**Data entries**
★ ★ ★ ★ ★ ★ ★
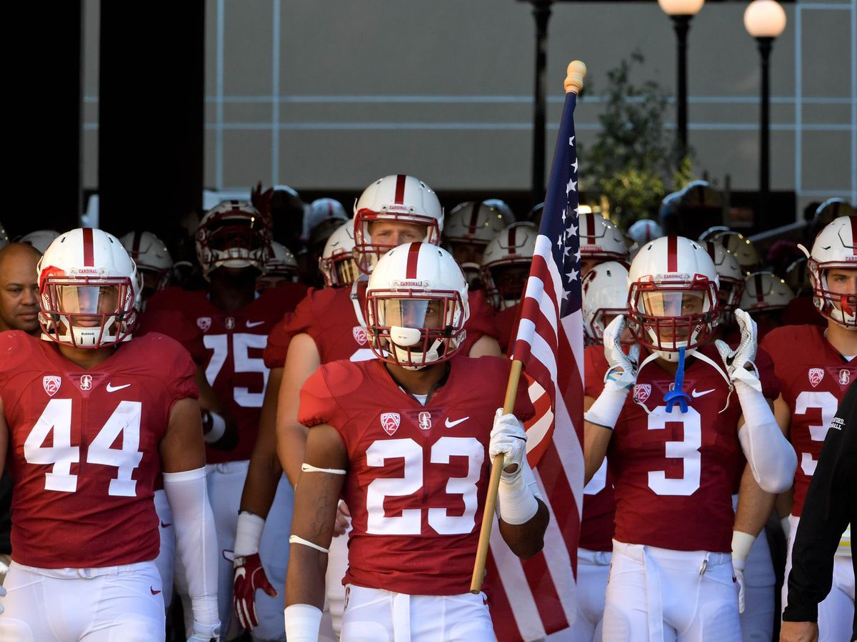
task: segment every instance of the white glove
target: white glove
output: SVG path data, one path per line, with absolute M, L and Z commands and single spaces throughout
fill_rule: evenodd
M 521 465 L 527 454 L 527 435 L 518 418 L 513 414 L 503 414 L 503 408 L 497 408 L 494 416 L 488 447 L 488 455 L 492 460 L 500 453 L 505 456 L 500 479 L 512 484 L 521 476 Z
M 605 383 L 620 389 L 630 389 L 637 383 L 637 364 L 640 347 L 634 344 L 626 354 L 622 350 L 621 336 L 625 330 L 625 315 L 620 314 L 604 329 L 604 357 L 610 367 Z
M 214 625 L 194 622 L 194 633 L 188 642 L 218 642 L 220 639 L 220 622 Z
M 734 557 L 732 558 L 732 573 L 735 576 L 735 581 L 738 582 L 738 612 L 744 612 L 744 566 L 746 562 L 744 560 L 737 560 Z
M 758 373 L 756 372 L 756 322 L 752 320 L 749 313 L 740 308 L 735 310 L 735 319 L 738 321 L 738 328 L 741 331 L 741 341 L 738 348 L 734 350 L 729 348 L 726 342 L 717 339 L 714 343 L 720 353 L 720 358 L 723 360 L 726 366 L 726 373 L 732 382 L 743 381 L 757 392 L 762 391 L 762 383 L 758 380 Z M 749 371 L 744 366 L 747 364 L 752 366 L 752 371 Z

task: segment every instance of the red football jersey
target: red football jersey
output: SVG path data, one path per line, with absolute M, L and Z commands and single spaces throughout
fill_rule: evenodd
M 499 358 L 453 357 L 446 383 L 425 406 L 378 360 L 326 364 L 307 380 L 298 421 L 333 425 L 348 450 L 344 583 L 411 595 L 468 591 L 491 425 L 510 367 Z M 523 377 L 515 414 L 533 414 Z
M 700 352 L 722 364 L 713 346 Z M 656 363 L 647 364 L 616 423 L 608 449 L 615 538 L 674 550 L 728 552 L 732 484 L 743 466 L 738 395 L 729 396 L 721 373 L 694 359 L 685 369 L 687 412 L 676 406 L 666 413 L 663 396 L 674 378 Z
M 375 359 L 366 336 L 363 310 L 366 302 L 366 281 L 357 288 L 357 299 L 351 299 L 351 288 L 310 289 L 295 309 L 291 320 L 277 330 L 277 344 L 270 346 L 266 354 L 269 367 L 285 363 L 287 342 L 295 335 L 306 333 L 313 337 L 321 363 L 347 359 L 364 361 Z M 494 336 L 494 312 L 481 292 L 469 293 L 470 316 L 464 324 L 467 334 L 459 354 L 470 353 L 473 344 L 483 335 Z M 356 307 L 357 306 L 357 307 Z
M 231 312 L 216 307 L 202 290 L 168 288 L 149 300 L 147 312 L 177 310 L 202 331 L 206 378 L 237 425 L 238 445 L 229 451 L 207 448 L 208 463 L 249 459 L 267 385 L 262 351 L 268 333 L 305 291 L 299 283 L 284 283 Z
M 798 456 L 792 514 L 800 516 L 810 479 L 839 402 L 857 379 L 857 360 L 847 361 L 818 325 L 787 325 L 762 345 L 774 360 L 782 400 L 792 413 L 790 439 Z
M 153 560 L 159 444 L 173 403 L 198 396 L 188 352 L 150 334 L 87 371 L 23 332 L 0 335 L 0 351 L 15 560 L 43 568 Z
M 608 364 L 603 346 L 589 346 L 584 351 L 584 391 L 597 399 L 604 389 Z M 579 546 L 589 550 L 613 550 L 616 500 L 613 475 L 605 461 L 584 487 L 584 511 L 580 522 Z

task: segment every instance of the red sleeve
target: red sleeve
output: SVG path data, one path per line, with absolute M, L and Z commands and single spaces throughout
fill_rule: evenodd
M 267 368 L 282 368 L 285 366 L 285 355 L 289 351 L 289 342 L 294 336 L 286 328 L 294 317 L 294 312 L 286 312 L 283 320 L 273 326 L 268 335 L 268 342 L 262 353 Z
M 584 350 L 584 392 L 587 396 L 597 399 L 601 395 L 608 366 L 603 346 L 588 346 Z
★ ★ ★ ★ ★ ★ ★
**Objective**
Repeat the data word for word, from its start through the line containing "M 758 373 L", with both ends included. Leave the pictures out of your answer.

**Result below**
task: segment every instance of the white glove
target: white glove
output: SVG path data, one path per line, with absolute M, L and Z commands and single spaces throughout
fill_rule: evenodd
M 521 465 L 527 454 L 527 435 L 518 418 L 513 414 L 503 414 L 503 408 L 497 408 L 494 416 L 488 447 L 488 455 L 492 460 L 500 453 L 505 456 L 500 479 L 512 484 L 521 476 Z
M 605 383 L 620 389 L 630 389 L 637 383 L 637 364 L 640 347 L 634 344 L 626 354 L 622 350 L 621 336 L 625 330 L 625 315 L 620 314 L 604 329 L 604 357 L 610 367 Z
M 214 625 L 194 622 L 194 633 L 188 642 L 218 642 L 220 639 L 220 622 Z
M 734 557 L 732 558 L 732 573 L 735 576 L 735 581 L 738 582 L 738 612 L 744 612 L 744 566 L 746 562 L 744 560 L 737 560 Z
M 758 373 L 756 372 L 756 322 L 752 320 L 749 313 L 740 308 L 735 310 L 735 319 L 738 321 L 738 328 L 741 331 L 741 341 L 738 348 L 734 350 L 729 348 L 726 342 L 717 339 L 714 343 L 720 353 L 720 358 L 723 360 L 726 366 L 726 373 L 732 382 L 743 381 L 757 392 L 762 391 L 762 383 L 758 380 Z M 749 371 L 744 366 L 747 364 L 752 366 L 752 371 Z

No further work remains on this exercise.